### OPDRACHT
Neem uit het fragment over de voedersilo letterlijk alles over, van "Het hoger beroep" tot en met "mij onredelijk voor.".

Het hoger beroep is ongegrond en de Afdeling bevestigt uitspraak van de rechtbank.
Commentaar
Mogelijk komt het omdat ik niet gehinderd word door bijzondere kennis over silo’s of specifieke kennis over de bijzonderheden van de zaak, maar deze uitspraak komt mij onredelijk voor.
Wanneer in de regelgeving staat dat voor een voedersilo geen vergunning nodig is en een boer heeft een silo waarin hij voeder opslaat, lijkt het mij volstrekt logisch dat hij tot uitgangspunt neemt dat hij voor zijn silo geen vergunning nodig heeft. Ik acht het niet redelijk dat van de boer verwacht wordt dat hij controleert of met de niet gedefinieerde term “voedersilo” iets anders wordt bedoeld dan een silo voor voeder of dat hij zich realiseert dat wellicht niet alle soorten silo’s waarin voeder kan worden opgeslagen kwalificeren als voedersilo. Dat de wetgever zijn bedoeling niet in duidelijke bewoordingen in de regelgeving heeft neergelegd moet er mijns inziens niet toe leiden dat de boer hiervan de dupe wordt, in die zin dat hij de dwangsom dient te betalen. In het algemeen spraakgebruik is een silo een opslagplaats voor bulkgoederen, veelal in de vorm van poeders of korrelvormige producten en een voedersilo is dan dus een opslagplaats voor voeder. Voorts is het voor zover ik heb kunnen nagaan niet ongebruikelijk dat voeder wordt opgeslagen in een sleufsilo, zodat niet kan worden gesteld dat de boer in deze zaak iets heel vreemds heeft gedaan.

### AANGELEVERD MATERIAAL
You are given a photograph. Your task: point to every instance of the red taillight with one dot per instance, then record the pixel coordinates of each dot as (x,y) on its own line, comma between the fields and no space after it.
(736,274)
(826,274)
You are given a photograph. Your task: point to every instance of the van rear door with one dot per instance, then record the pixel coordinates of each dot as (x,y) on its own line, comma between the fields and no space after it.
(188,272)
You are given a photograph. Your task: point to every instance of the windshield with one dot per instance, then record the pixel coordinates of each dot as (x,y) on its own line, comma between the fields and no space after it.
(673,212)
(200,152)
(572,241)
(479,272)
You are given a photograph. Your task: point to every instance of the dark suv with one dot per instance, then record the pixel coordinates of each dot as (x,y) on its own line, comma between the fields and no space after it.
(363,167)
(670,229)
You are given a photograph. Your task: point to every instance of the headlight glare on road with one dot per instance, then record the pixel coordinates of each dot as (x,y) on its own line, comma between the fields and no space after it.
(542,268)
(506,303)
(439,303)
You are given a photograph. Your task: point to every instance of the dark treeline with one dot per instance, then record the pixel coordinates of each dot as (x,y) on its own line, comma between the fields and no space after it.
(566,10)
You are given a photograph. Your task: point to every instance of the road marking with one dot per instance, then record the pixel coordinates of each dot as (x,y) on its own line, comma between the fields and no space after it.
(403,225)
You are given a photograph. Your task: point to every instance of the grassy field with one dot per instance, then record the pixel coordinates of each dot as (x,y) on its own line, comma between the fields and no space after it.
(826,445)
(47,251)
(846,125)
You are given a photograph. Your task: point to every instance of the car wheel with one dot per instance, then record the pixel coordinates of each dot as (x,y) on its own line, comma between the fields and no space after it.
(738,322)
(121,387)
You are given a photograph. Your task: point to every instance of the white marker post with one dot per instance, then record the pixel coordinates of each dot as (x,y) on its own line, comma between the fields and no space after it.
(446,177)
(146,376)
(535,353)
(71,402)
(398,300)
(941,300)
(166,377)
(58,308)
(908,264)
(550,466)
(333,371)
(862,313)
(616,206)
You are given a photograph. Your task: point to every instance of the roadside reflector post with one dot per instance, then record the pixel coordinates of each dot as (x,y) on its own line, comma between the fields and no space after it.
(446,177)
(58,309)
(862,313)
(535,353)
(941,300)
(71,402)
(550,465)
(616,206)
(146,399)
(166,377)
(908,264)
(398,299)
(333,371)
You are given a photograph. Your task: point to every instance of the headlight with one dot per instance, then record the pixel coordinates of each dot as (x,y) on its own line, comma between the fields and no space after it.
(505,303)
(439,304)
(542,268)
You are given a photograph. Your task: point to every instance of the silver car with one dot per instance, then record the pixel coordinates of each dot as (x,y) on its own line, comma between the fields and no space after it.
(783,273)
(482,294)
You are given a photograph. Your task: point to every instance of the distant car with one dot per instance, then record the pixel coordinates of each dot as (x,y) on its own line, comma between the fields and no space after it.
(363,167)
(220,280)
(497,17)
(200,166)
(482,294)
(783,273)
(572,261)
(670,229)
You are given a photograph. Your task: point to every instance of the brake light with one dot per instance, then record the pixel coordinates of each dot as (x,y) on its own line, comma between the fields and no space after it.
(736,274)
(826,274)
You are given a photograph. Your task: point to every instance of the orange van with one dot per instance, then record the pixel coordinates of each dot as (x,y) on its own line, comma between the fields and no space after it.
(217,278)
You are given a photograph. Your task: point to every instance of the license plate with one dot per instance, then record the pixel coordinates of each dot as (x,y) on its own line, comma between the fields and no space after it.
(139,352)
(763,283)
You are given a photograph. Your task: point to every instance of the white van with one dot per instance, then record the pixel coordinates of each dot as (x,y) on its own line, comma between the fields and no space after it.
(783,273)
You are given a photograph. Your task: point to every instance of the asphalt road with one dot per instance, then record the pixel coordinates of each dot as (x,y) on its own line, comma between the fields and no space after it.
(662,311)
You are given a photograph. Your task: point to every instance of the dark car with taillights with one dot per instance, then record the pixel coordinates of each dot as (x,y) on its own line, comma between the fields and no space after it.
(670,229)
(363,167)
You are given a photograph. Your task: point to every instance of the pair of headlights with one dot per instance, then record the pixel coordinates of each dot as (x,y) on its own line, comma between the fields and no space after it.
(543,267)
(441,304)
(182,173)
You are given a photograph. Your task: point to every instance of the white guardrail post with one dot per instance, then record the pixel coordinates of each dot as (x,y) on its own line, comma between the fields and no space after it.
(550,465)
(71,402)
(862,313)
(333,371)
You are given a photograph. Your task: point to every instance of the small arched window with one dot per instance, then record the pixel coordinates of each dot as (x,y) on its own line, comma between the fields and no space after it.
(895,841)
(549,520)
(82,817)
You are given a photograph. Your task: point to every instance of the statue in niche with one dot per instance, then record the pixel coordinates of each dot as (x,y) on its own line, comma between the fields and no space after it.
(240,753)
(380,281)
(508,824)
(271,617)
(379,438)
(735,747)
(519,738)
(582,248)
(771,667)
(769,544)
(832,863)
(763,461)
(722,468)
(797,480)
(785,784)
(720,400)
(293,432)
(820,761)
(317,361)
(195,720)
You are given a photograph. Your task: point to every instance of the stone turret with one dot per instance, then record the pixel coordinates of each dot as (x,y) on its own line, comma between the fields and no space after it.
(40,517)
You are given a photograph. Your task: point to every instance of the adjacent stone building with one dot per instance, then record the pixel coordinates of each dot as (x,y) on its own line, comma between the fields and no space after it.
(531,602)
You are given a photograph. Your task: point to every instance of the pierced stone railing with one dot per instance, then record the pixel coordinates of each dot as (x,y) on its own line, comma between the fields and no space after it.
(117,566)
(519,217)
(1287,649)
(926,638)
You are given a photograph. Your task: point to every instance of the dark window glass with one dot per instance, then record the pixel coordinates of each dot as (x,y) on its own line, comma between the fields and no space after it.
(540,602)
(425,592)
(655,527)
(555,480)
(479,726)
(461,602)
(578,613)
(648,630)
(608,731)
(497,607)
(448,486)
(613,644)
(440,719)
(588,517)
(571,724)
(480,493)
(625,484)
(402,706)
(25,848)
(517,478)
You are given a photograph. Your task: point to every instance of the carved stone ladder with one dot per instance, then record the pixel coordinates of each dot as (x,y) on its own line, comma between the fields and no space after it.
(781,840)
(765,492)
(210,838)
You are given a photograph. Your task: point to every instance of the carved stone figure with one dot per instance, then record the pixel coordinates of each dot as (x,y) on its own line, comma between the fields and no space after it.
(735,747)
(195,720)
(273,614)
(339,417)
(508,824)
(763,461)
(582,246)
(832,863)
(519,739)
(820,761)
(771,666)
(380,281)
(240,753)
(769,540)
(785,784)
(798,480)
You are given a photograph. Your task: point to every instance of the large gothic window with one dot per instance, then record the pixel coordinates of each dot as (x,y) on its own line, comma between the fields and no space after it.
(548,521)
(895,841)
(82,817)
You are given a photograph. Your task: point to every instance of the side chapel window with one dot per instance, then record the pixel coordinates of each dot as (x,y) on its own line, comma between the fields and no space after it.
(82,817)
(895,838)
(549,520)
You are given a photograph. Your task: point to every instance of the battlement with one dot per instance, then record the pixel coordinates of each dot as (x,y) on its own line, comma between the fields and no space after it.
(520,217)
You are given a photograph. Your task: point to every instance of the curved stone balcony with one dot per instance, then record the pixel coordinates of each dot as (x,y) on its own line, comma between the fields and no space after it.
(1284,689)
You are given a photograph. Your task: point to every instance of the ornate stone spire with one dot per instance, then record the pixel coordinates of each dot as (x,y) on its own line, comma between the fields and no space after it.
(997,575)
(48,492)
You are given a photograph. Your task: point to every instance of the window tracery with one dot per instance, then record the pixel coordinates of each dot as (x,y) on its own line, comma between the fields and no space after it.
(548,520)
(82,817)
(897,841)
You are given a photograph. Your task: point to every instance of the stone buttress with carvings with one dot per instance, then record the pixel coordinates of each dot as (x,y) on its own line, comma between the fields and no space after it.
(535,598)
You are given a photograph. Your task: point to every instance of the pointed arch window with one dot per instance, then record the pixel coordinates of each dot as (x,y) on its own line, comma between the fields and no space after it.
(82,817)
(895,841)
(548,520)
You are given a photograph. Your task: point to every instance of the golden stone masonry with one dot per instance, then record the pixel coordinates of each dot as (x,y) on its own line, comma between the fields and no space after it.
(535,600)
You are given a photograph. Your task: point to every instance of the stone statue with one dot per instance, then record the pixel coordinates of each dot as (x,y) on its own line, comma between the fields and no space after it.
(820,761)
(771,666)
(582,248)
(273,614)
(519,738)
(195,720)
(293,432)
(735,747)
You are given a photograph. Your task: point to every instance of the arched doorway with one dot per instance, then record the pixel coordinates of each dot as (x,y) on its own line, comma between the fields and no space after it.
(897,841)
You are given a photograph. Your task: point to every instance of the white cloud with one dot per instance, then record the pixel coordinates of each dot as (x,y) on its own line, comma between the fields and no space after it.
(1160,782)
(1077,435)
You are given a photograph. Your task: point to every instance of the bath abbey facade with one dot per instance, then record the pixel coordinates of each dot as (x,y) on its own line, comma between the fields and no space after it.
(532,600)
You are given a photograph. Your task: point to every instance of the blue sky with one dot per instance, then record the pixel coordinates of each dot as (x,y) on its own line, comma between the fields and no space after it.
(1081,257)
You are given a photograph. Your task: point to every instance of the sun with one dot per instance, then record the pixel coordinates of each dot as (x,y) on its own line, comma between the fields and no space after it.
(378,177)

### ANTWOORD
Het hoger beroep is ongegrond en de Afdeling bevestigt uitspraak van de rechtbank.
Commentaar
Mogelijk komt het omdat ik niet gehinderd word door bijzondere kennis over silo’s of specifieke kennis over de bijzonderheden van de zaak, maar deze uitspraak komt mij onredelijk voor.